Phrase grounding data:

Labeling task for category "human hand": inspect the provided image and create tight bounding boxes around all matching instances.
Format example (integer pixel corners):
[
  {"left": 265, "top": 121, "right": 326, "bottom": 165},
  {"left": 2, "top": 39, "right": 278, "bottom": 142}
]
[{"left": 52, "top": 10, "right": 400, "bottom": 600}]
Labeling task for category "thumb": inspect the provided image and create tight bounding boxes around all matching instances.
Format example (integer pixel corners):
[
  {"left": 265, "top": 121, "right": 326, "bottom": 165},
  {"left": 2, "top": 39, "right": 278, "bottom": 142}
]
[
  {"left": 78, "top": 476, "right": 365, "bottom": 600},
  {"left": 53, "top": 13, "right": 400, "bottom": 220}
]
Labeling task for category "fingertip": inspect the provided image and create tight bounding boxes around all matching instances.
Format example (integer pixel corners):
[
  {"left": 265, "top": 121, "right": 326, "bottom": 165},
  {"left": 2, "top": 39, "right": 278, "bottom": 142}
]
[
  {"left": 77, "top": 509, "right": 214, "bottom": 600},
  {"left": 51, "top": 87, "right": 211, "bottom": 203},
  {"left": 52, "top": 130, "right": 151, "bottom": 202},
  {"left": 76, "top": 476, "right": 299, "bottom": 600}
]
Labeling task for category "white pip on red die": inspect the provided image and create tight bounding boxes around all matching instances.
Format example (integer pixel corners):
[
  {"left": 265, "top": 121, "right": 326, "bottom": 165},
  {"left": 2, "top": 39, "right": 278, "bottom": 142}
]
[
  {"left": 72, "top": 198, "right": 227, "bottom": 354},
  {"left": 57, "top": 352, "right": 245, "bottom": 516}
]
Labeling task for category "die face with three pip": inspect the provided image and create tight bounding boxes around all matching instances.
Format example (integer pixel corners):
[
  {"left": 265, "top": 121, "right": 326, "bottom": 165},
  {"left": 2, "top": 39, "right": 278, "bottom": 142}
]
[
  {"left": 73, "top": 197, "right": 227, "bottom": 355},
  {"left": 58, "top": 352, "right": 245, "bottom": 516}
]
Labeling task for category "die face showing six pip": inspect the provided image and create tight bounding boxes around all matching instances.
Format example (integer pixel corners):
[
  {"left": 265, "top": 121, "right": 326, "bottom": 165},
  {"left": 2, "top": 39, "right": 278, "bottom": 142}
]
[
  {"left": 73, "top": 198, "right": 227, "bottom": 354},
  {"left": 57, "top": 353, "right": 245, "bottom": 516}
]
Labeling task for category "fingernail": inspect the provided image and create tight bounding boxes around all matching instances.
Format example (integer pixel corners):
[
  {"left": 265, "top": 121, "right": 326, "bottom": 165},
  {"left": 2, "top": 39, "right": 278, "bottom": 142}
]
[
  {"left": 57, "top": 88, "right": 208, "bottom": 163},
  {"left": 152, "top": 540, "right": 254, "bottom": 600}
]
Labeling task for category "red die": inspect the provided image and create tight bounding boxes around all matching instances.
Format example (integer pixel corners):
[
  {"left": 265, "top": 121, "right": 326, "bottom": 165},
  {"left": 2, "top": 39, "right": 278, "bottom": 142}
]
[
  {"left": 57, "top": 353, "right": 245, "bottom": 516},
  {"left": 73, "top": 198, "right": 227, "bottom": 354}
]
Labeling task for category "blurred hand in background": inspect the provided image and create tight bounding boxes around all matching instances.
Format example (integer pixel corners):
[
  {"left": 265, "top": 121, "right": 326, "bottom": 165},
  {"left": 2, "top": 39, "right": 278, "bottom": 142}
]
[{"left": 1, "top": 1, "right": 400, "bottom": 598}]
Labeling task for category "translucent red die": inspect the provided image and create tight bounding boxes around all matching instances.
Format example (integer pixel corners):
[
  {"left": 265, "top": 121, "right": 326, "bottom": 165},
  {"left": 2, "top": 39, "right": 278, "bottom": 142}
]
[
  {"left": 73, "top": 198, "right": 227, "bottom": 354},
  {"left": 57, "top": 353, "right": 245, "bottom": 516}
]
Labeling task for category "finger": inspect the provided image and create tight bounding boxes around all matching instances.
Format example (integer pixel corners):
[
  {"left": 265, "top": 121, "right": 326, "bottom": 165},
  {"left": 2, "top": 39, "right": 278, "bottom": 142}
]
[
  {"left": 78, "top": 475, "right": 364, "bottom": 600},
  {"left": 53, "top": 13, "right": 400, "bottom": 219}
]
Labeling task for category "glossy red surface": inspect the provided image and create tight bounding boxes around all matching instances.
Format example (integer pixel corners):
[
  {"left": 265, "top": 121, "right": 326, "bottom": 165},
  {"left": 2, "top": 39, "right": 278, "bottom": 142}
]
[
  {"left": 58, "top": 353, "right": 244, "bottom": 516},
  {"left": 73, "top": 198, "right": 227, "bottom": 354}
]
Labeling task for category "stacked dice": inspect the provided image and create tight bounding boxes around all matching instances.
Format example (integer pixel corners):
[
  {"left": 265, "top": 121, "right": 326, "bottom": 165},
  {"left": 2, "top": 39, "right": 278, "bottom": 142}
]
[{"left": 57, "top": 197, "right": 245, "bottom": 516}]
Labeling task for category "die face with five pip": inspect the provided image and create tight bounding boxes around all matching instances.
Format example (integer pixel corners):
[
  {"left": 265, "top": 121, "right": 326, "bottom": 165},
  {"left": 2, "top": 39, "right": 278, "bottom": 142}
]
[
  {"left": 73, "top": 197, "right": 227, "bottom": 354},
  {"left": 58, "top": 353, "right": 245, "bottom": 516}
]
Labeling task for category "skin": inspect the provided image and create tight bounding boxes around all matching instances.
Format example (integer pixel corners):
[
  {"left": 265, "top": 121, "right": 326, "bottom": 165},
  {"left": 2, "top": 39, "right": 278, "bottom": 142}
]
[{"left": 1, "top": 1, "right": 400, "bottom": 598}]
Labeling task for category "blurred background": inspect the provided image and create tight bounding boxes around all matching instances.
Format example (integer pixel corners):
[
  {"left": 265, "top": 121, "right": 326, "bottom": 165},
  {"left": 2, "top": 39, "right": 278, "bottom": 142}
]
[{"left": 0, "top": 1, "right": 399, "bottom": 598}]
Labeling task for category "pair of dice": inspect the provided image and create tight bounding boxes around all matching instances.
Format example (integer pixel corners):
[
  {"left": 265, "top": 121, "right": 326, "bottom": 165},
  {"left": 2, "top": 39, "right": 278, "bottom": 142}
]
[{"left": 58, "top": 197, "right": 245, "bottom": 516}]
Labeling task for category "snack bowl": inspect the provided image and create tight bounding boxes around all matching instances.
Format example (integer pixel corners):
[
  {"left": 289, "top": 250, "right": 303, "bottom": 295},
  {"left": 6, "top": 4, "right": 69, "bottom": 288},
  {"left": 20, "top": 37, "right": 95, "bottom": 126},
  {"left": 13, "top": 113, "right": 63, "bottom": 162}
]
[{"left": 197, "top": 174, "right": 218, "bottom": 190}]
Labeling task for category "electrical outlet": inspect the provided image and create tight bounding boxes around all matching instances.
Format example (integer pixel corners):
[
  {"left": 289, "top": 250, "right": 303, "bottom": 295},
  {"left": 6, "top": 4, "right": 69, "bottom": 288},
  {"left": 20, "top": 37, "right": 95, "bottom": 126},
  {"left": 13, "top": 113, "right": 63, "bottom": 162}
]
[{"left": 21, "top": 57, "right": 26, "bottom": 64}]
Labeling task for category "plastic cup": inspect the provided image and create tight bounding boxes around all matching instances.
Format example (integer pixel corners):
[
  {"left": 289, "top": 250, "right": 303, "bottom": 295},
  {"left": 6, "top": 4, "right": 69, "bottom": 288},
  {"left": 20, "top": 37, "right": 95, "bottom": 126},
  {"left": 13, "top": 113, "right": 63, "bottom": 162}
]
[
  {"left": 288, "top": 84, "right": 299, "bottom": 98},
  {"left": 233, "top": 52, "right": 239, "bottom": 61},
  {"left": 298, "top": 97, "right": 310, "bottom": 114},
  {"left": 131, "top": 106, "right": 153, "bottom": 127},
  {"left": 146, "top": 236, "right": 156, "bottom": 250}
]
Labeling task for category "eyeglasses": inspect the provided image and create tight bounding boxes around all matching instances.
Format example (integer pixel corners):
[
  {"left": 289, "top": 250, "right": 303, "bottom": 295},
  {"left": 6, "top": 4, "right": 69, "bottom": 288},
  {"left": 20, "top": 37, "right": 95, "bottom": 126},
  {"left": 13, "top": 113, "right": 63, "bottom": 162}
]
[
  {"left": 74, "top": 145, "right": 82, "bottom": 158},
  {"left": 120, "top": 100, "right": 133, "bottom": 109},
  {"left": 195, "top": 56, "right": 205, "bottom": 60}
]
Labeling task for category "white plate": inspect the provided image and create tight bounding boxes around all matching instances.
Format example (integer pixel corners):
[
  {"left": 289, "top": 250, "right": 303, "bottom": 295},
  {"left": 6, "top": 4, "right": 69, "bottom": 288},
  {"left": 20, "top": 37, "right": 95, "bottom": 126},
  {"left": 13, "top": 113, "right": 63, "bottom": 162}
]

PROBLEM DESCRIPTION: From the entries, copy every line in which the word "with" occurs.

ANSWER BELOW:
Labeling task for category "die face with three pip": inspect the provided image and create tight bounding boxes around all matching instances.
Labeling task for category "die face with five pip": inspect the provided image and create tight bounding boxes around all matching instances.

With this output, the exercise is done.